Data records
------------------------------------

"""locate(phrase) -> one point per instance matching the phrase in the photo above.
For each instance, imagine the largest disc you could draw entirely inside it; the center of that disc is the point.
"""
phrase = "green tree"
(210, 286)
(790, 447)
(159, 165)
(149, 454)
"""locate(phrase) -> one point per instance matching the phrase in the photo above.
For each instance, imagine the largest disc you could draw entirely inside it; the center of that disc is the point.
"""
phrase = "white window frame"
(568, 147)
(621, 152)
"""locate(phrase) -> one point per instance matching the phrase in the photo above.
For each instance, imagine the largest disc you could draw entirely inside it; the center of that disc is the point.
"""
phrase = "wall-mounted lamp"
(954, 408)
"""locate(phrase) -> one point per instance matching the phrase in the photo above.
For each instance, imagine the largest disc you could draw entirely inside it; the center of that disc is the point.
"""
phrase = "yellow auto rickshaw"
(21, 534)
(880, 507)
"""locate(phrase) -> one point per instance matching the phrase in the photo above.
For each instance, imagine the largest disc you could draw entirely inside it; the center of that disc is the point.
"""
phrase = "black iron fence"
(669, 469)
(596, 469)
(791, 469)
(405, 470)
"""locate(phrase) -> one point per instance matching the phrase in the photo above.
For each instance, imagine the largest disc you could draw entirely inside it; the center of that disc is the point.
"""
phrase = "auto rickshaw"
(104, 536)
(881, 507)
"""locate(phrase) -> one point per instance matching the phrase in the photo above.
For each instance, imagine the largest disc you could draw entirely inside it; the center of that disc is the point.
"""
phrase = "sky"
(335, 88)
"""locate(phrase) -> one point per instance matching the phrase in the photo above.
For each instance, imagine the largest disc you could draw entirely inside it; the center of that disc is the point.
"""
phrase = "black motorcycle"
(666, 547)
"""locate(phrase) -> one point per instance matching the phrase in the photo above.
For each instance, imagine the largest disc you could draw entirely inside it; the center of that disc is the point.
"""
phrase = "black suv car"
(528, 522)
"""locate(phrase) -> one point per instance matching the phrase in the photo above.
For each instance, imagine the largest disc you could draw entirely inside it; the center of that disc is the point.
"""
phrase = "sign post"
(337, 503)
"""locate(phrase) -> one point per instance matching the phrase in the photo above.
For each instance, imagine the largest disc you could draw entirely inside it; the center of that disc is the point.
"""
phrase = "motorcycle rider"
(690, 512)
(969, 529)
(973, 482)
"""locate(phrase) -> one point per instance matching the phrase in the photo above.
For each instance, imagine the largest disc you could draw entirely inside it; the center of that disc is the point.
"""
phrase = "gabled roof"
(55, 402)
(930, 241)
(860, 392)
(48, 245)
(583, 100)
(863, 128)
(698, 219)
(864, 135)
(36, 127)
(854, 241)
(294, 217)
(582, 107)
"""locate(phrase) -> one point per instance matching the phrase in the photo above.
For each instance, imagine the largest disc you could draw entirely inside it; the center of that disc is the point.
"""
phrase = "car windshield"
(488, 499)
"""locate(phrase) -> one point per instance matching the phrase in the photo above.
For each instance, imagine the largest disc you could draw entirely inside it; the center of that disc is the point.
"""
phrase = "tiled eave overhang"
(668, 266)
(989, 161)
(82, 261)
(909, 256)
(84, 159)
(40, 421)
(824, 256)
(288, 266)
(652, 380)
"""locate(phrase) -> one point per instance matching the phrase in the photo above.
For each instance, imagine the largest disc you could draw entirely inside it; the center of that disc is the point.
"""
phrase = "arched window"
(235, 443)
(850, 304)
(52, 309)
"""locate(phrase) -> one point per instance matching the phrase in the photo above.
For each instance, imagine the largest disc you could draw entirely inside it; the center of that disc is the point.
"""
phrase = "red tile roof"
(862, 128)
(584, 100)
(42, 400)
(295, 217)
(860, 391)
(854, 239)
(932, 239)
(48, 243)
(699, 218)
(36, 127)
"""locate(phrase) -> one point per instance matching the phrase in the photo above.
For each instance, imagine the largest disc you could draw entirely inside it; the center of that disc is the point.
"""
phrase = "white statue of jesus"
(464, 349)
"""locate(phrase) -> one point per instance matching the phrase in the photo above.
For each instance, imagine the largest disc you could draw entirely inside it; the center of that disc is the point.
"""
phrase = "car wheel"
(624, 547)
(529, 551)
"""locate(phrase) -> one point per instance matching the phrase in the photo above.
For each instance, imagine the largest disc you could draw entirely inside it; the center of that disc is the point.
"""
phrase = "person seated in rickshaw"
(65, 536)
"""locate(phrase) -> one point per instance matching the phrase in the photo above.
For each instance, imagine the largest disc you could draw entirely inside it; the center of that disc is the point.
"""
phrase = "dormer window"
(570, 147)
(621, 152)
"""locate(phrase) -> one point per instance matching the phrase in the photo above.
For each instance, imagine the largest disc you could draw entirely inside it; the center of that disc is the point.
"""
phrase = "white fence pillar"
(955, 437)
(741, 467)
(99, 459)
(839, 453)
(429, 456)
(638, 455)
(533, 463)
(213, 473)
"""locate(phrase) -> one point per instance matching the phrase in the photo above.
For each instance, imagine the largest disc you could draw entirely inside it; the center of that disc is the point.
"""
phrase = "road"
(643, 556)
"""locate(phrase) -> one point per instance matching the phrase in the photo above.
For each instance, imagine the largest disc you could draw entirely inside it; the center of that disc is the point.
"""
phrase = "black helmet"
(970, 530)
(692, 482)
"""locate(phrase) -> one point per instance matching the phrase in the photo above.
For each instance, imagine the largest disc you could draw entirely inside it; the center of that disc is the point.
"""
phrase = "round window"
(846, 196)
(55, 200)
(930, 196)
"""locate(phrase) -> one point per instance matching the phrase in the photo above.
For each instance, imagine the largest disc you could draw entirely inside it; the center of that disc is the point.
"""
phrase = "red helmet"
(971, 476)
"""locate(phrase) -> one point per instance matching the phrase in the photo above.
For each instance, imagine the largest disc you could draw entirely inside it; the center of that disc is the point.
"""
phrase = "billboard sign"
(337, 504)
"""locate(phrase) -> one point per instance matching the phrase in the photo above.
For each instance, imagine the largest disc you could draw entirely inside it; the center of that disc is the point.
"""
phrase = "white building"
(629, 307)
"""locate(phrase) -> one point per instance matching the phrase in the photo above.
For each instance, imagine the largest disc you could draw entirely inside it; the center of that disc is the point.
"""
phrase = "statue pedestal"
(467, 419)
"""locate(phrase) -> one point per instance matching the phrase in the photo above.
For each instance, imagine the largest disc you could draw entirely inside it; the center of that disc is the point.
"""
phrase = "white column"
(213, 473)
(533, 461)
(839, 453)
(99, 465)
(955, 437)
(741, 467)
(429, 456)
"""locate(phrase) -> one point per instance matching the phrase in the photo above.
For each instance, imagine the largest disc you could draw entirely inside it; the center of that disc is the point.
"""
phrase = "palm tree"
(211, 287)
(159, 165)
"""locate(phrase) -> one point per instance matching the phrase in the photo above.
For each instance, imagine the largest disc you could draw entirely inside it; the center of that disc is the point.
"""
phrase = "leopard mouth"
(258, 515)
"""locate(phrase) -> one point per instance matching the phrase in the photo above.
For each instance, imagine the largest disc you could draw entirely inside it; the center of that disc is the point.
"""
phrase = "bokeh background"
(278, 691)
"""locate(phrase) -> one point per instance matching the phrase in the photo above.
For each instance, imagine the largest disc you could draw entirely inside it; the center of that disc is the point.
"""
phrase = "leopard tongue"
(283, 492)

------------------------------------

Every record needs to be reproduced exactly, with none skipped.

# Answer below
"""locate(phrase) -> one point per instance matching the phrase in the photo above.
For each instance, imagine the largest disc you could draw entirely inside it; the center of that disc is the point.
"""
phrase = "green tree"
(210, 286)
(790, 447)
(159, 165)
(149, 454)
"""locate(phrase) -> one point per instance matching the phrase in the photo above.
For each instance, imagine the largest disc you could draw entirely inside it; the center of that disc is the point.
"""
phrase = "white window frame"
(568, 147)
(621, 152)
"""locate(phrase) -> one point per instance matching the phrase in the photo above.
For each instance, imagine the largest disc you could draw entirely inside it; the center of that disc is the point.
"""
phrase = "wall-mounted lamp"
(954, 408)
"""locate(phrase) -> one point per instance matching the phrase in the photo above.
For each instance, imagine the largest disc you could draw entirely inside it; the center of that disc is the point.
"""
phrase = "yellow auto rickshaw"
(21, 534)
(880, 507)
"""locate(phrase) -> one point per instance matching the phrase in the photo above.
For each instance, imagine the largest disc you could draw entirely inside it; the center of that disc is the point.
"""
phrase = "black iron fence"
(669, 469)
(596, 469)
(791, 469)
(405, 470)
"""locate(phrase) -> one point per instance matching the phrase in the photo above.
For each instance, imagine the largest disc you could draw entirely inside it; the center of that disc is the point.
"""
phrase = "auto rickshaw"
(104, 536)
(881, 507)
"""locate(phrase) -> one point per instance matching the phrase in the photo above.
For each instance, imagine the largest disc you could draw entirely inside it; the center of that disc is the point.
"""
phrase = "sky"
(335, 88)
"""locate(phrase) -> one point per instance matching the phrase in the photo above.
For each instance, imagine the largest disc you could draw entirely inside it; the center of that disc is the point.
"""
phrase = "black motorcycle"
(666, 547)
"""locate(phrase) -> one point per instance matching the phrase in the photo above.
For each instance, imagine the largest disc you could draw entirely inside it; the center of that disc is the point.
"""
phrase = "black suv car"
(528, 522)
"""locate(phrase) -> one point per instance matching the phrase in the photo above.
For each instance, imagine the largest disc you could draw entirely inside it; the center of that disc is the point.
"""
phrase = "sign post"
(337, 503)
"""locate(phrase) -> one point per instance matching the phrase in the photo above.
For each instance, imagine the largest disc you could draw entirely inside it; the center of that disc is the point.
"""
phrase = "motorcycle rider"
(690, 512)
(969, 529)
(973, 482)
"""locate(phrase) -> one point per instance matching the phrase in the photo above.
For each instance, imagine the largest disc you could draw entirely inside it; the center of that disc is the point.
"""
phrase = "gabled roof"
(55, 402)
(930, 241)
(860, 392)
(48, 245)
(583, 100)
(863, 128)
(698, 219)
(864, 135)
(36, 127)
(854, 241)
(294, 217)
(582, 107)
"""locate(phrase) -> one point per instance matching the phrase in the photo above.
For each instance, imagine the largest disc you could draw entirely inside it; the center of that disc is the point.
"""
phrase = "car windshield"
(488, 499)
"""locate(phrase) -> one point per instance matching the phrase in the photo above.
For each instance, imagine the largest disc you could draw entirely inside it; the center of that disc is the point.
"""
phrase = "tiled eave overhang"
(668, 266)
(989, 161)
(82, 261)
(909, 256)
(84, 159)
(40, 421)
(824, 256)
(288, 266)
(652, 380)
"""locate(phrase) -> one point per instance matching the phrase in the photo above.
For each instance, imagine the largest disc you could draw entirely inside it; the center of that disc is the point.
"""
phrase = "arched window"
(235, 443)
(850, 304)
(52, 309)
"""locate(phrase) -> one point per instance matching the phrase in the photo above.
For each instance, imagine the largest disc you could draw entirely inside it; the center of that disc is the point.
"""
phrase = "red tile roof"
(862, 128)
(584, 100)
(42, 400)
(295, 217)
(860, 391)
(854, 239)
(932, 239)
(48, 243)
(699, 218)
(36, 127)
"""locate(phrase) -> one point per instance matching the phrase in the photo above.
For each instance, imagine the largest disc you could draw entirely inside it; the center of that disc is the point.
"""
phrase = "white statue of jesus"
(464, 349)
"""locate(phrase) -> one point per instance matching the phrase in the photo above.
For each instance, imagine the largest disc you could draw entirely inside it; the center of that disc is the point.
"""
phrase = "car wheel"
(624, 547)
(529, 551)
"""locate(phrase) -> one point per instance matching the phrase in the photo above.
For each instance, imagine the largest disc you could draw entirely inside it; the center of that disc is the point.
"""
phrase = "person seated in rickshaw"
(65, 536)
"""locate(phrase) -> one point per instance matching the phrase in the photo above.
For each instance, imagine the largest disc you could draw entirely inside it; the center of that disc is the point.
"""
phrase = "dormer window"
(570, 147)
(621, 152)
"""locate(phrase) -> one point per instance matching the phrase in the photo above.
For each instance, imagine the largest disc you could draw entirely inside it; the center of that disc is the point.
"""
phrase = "white fence pillar"
(955, 437)
(741, 467)
(99, 459)
(839, 453)
(429, 456)
(638, 455)
(533, 463)
(213, 473)
"""locate(phrase) -> one point per instance matching the phrase in the photo above.
For each instance, imagine the largest disc you could draw entirely inside it; the center of that disc is the point.
"""
phrase = "road"
(643, 556)
"""locate(phrase) -> one point per instance matching the phrase in the photo above.
For each instance, imagine the largest disc you could draw entirely inside it; the center of that disc is the point.
"""
phrase = "black helmet"
(970, 530)
(692, 482)
"""locate(phrase) -> one point per instance matching the phrase in the photo above.
For each instance, imagine the largest disc you could draw entirely inside it; the center of that disc is the point.
"""
phrase = "round window"
(846, 196)
(55, 200)
(930, 196)
"""locate(phrase) -> one point per instance matching the phrase in the photo above.
For each instance, imagine the largest disc you could draw entirely inside it; the center of that disc is the point.
"""
phrase = "red helmet"
(971, 476)
"""locate(phrase) -> one point per instance matching the phrase in the photo above.
For each instance, imagine the largest disc you could draw entirely inside it; the center of that disc is the point.
"""
phrase = "billboard sign"
(337, 504)
"""locate(phrase) -> one point per instance matching the phrase in the photo above.
For each instance, imagine the largest disc you could draw entirely inside it; the center of that disc is the point.
"""
phrase = "white building"
(629, 307)
"""locate(phrase) -> one point per instance matching the phrase in the photo above.
For each instance, imagine the largest disc you could draw entirely inside it; the center of that disc is the point.
"""
phrase = "statue pedestal"
(467, 419)
"""locate(phrase) -> one point per instance matching the phrase in the photo above.
For each instance, imagine the largest disc you could draw entirely inside it; the center of that disc is the point.
"""
phrase = "white column"
(213, 473)
(533, 461)
(839, 453)
(99, 465)
(955, 437)
(741, 467)
(429, 456)
"""locate(phrase) -> one point per instance matching the phrase in the photo above.
For each instance, imagine the largest disc you could draw entirely inside it; the center of that disc is the point.
"""
phrase = "palm tree"
(211, 287)
(159, 165)
"""locate(phrase) -> one point per instance matching the phrase in the photo above.
For each instance, imagine the largest disc you could draw entirely inside it; the center of that disc is the point.
"""
phrase = "leopard mouth"
(258, 515)
"""locate(phrase) -> one point per instance matching the phrase in the photo above.
For each instance, imagine the largest disc you could draw entirely inside it; the center of that disc is the point.
"""
phrase = "bokeh background"
(278, 691)
"""locate(phrase) -> one point per instance matching the phrase in the photo above.
For each instance, imagine the largest disc you could draw entirely inside it; the center of that disc is the point.
"""
phrase = "leopard tongue"
(283, 492)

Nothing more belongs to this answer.